GIVEN DATA —
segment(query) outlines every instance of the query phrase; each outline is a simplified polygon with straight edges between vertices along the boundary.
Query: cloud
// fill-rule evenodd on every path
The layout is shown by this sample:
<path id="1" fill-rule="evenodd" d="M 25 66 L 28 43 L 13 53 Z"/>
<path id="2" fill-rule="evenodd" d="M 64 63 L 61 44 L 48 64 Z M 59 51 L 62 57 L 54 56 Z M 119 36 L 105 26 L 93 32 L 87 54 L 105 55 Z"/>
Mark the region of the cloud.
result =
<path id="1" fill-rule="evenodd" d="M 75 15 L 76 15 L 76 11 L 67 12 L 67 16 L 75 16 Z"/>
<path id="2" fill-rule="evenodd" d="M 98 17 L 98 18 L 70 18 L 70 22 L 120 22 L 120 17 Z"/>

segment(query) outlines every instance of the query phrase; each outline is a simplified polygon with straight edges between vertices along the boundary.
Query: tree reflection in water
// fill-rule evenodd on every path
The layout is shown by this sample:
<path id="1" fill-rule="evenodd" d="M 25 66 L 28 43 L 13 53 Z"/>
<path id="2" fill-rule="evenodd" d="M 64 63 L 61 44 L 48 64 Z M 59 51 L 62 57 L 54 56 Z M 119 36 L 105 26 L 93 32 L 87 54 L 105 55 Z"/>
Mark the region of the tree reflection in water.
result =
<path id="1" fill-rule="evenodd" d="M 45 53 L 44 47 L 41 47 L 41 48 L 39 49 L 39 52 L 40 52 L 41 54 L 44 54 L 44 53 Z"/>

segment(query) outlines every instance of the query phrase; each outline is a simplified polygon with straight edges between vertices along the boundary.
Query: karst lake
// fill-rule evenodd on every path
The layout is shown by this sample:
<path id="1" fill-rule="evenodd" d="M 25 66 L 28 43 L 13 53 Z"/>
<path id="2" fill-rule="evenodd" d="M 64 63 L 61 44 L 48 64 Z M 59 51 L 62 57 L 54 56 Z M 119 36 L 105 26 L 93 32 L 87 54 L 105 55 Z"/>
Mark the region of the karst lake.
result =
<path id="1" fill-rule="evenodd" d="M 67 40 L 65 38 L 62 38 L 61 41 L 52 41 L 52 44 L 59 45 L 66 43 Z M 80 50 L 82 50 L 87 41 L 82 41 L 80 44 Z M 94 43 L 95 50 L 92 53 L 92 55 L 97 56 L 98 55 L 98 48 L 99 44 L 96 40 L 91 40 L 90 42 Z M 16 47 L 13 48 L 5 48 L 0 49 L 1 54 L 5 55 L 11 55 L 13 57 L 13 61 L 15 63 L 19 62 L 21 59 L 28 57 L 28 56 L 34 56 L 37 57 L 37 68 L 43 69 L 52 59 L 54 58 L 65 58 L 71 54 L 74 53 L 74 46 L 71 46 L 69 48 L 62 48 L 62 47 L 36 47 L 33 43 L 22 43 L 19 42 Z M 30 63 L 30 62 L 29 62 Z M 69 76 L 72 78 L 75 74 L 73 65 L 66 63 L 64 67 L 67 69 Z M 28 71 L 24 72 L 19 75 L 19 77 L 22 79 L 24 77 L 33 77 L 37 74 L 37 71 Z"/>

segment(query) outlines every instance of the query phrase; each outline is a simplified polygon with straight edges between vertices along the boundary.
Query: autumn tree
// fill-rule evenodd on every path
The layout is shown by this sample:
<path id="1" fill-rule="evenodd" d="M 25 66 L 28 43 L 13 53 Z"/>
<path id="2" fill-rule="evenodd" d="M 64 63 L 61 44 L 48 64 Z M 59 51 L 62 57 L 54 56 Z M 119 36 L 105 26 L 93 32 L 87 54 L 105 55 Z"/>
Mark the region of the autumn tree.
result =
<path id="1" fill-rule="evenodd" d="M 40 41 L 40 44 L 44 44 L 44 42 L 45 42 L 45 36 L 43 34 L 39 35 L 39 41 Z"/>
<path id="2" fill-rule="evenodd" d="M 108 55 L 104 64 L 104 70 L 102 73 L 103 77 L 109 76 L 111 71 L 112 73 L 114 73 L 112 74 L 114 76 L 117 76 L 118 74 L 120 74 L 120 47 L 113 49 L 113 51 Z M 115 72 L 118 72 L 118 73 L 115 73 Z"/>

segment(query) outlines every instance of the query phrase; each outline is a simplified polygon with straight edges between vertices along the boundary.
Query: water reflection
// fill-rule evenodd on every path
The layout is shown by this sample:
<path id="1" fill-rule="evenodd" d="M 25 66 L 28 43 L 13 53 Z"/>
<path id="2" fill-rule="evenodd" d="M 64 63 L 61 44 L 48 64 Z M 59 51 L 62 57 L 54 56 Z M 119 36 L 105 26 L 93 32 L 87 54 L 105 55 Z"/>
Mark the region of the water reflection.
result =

TASK OBJECTIVE — Copy the rows above verbatim, from the first line up to and including the line that contains "45 53 L 44 47".

RIGHT ANSWER —
segment(query) outlines every instance of the query phrase; each outline is a simplified polygon with straight edges between vertices along the boundary.
Query: cloud
// fill-rule evenodd on every path
The layout is shown by this sample:
<path id="1" fill-rule="evenodd" d="M 25 66 L 28 43 L 13 53 Z"/>
<path id="2" fill-rule="evenodd" d="M 64 63 L 61 44 L 48 64 Z M 59 51 L 62 57 L 54 56 Z M 119 36 L 105 26 L 93 32 L 87 54 L 105 55 Z"/>
Mark the region of the cloud.
result =
<path id="1" fill-rule="evenodd" d="M 75 15 L 76 15 L 76 11 L 67 12 L 67 16 L 75 16 Z"/>
<path id="2" fill-rule="evenodd" d="M 98 17 L 98 18 L 70 18 L 70 22 L 120 22 L 120 17 Z"/>

segment(query) outlines every instance of the query phrase; each outline is a simplified polygon with straight edges between vertices along the boundary.
Query: tree reflection in water
// fill-rule evenodd on every path
The layout is shown by this sample:
<path id="1" fill-rule="evenodd" d="M 25 66 L 28 43 L 13 53 Z"/>
<path id="2" fill-rule="evenodd" d="M 64 63 L 61 44 L 48 64 Z M 59 51 L 62 57 L 54 56 Z M 119 36 L 105 26 L 93 32 L 87 54 L 105 55 Z"/>
Mark the region of the tree reflection in water.
result =
<path id="1" fill-rule="evenodd" d="M 45 53 L 44 47 L 41 47 L 41 48 L 39 49 L 39 52 L 40 52 L 41 54 L 44 54 L 44 53 Z"/>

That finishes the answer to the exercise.